RAW RECORDS:
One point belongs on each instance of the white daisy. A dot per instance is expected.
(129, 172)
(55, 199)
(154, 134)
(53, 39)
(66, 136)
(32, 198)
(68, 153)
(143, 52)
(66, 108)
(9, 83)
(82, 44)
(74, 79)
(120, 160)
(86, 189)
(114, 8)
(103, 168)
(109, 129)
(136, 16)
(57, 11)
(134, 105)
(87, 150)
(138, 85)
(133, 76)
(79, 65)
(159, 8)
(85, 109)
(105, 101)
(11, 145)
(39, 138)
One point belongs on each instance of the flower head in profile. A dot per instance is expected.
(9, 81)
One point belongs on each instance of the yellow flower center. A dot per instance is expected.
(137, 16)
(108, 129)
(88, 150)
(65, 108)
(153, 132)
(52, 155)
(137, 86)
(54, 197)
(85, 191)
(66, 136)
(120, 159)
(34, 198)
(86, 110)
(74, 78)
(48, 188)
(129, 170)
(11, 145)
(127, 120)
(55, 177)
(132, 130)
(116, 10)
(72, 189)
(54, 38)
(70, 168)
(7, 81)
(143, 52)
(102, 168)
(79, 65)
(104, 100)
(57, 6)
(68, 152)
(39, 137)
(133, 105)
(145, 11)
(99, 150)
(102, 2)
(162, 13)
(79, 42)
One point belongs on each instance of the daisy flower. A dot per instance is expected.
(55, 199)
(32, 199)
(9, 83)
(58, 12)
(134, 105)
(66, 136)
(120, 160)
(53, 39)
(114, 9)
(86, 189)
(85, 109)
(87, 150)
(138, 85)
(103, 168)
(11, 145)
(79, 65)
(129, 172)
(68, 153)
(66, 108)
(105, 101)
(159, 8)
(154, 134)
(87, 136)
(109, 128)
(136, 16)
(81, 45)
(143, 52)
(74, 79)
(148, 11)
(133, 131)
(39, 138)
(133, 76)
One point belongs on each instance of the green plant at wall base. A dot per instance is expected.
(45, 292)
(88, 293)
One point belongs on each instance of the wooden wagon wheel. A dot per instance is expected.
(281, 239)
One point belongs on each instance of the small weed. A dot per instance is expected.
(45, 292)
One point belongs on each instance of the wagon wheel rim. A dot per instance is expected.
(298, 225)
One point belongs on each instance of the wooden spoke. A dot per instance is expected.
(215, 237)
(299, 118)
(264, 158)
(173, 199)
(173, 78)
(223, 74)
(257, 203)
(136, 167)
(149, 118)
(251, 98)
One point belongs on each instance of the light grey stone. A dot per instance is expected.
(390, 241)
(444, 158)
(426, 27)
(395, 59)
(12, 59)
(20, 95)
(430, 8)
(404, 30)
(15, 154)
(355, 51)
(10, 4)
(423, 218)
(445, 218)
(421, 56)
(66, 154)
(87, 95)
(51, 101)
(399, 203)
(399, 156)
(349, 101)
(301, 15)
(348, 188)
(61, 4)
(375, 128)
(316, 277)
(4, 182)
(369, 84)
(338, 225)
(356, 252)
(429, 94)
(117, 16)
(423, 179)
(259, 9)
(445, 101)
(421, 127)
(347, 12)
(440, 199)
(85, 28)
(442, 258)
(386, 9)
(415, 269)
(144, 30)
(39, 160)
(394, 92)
* * *
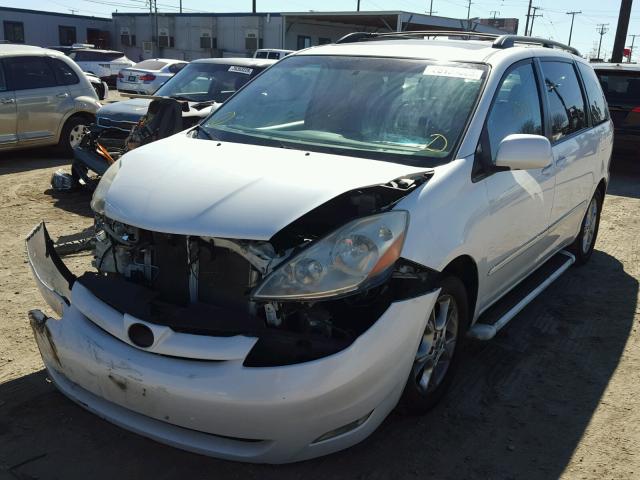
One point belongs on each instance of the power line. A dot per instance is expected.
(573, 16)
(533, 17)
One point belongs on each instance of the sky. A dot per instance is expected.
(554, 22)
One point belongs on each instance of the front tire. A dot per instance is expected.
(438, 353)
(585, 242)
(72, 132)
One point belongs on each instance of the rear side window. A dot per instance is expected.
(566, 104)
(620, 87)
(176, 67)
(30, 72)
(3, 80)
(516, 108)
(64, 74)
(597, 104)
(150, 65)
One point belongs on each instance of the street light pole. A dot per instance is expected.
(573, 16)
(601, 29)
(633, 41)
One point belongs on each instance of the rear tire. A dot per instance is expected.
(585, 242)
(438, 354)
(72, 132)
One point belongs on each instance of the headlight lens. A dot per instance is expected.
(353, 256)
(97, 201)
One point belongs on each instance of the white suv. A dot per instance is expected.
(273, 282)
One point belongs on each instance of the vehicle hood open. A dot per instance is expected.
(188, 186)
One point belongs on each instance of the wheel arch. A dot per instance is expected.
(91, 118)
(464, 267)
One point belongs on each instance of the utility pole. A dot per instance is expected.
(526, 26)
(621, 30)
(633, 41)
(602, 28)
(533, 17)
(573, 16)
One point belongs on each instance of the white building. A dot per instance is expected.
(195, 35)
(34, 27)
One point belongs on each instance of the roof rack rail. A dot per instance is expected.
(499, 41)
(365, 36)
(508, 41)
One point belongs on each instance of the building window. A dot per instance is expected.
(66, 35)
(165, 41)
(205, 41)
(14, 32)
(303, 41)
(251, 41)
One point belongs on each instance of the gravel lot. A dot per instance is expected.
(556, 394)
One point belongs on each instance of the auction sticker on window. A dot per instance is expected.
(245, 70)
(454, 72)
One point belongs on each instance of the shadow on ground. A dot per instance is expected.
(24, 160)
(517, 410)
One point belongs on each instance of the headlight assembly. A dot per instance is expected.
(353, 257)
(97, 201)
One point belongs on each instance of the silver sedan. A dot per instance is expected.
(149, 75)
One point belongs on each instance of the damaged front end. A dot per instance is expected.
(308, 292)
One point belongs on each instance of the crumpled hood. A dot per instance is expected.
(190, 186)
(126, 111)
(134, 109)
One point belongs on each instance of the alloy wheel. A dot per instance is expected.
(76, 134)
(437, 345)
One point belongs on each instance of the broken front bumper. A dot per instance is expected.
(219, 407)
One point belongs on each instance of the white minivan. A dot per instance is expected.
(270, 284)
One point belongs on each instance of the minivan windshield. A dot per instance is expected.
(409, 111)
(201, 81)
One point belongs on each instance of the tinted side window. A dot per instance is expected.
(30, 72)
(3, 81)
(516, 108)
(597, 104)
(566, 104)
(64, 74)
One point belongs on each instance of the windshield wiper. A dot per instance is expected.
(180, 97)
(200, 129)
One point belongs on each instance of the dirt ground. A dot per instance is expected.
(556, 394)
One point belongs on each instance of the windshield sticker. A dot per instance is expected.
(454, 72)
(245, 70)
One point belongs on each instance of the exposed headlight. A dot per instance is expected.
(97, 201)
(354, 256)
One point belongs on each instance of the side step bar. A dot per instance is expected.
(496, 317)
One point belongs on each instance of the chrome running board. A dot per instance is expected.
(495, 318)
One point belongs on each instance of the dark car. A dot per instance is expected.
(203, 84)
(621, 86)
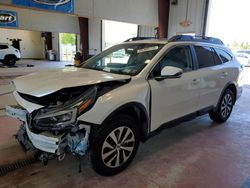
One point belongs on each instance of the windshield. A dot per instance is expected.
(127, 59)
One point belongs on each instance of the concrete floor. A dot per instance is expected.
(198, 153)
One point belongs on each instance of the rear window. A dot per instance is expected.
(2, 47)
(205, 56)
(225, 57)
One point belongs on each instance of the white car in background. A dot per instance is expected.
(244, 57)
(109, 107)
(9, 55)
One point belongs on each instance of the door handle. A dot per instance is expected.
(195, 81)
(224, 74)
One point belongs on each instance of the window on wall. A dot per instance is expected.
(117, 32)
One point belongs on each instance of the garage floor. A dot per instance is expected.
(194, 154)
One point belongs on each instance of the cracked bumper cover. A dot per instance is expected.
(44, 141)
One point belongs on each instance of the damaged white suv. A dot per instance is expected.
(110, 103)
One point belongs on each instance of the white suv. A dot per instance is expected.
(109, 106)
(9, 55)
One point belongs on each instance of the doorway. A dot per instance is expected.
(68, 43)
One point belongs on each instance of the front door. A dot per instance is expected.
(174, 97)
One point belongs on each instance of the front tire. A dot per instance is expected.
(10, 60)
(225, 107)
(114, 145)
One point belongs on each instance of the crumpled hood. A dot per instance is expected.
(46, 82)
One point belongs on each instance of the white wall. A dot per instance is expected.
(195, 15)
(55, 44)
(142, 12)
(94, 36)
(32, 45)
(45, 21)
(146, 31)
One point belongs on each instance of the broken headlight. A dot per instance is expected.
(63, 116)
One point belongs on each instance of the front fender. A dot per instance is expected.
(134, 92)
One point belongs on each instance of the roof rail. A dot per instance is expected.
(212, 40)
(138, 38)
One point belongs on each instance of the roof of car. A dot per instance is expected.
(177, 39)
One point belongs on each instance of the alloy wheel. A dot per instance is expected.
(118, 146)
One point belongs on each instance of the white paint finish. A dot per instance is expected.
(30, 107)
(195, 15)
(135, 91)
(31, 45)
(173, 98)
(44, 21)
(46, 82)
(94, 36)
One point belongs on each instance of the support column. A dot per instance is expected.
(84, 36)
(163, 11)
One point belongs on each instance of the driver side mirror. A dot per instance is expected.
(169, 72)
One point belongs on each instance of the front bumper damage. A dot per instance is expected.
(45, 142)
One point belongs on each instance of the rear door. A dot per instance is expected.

EXERCISE OBJECTIVE: Gather every row above that contains the string "sticker" and list each one in full. Case counts, so match only that exact capitalization.

REPLY TO THE TASK:
One point belongs on each instance of the auction sticker on window. A dot per instance is expected.
One point belongs on each instance of the windshield sticker. A dot per instance is expected.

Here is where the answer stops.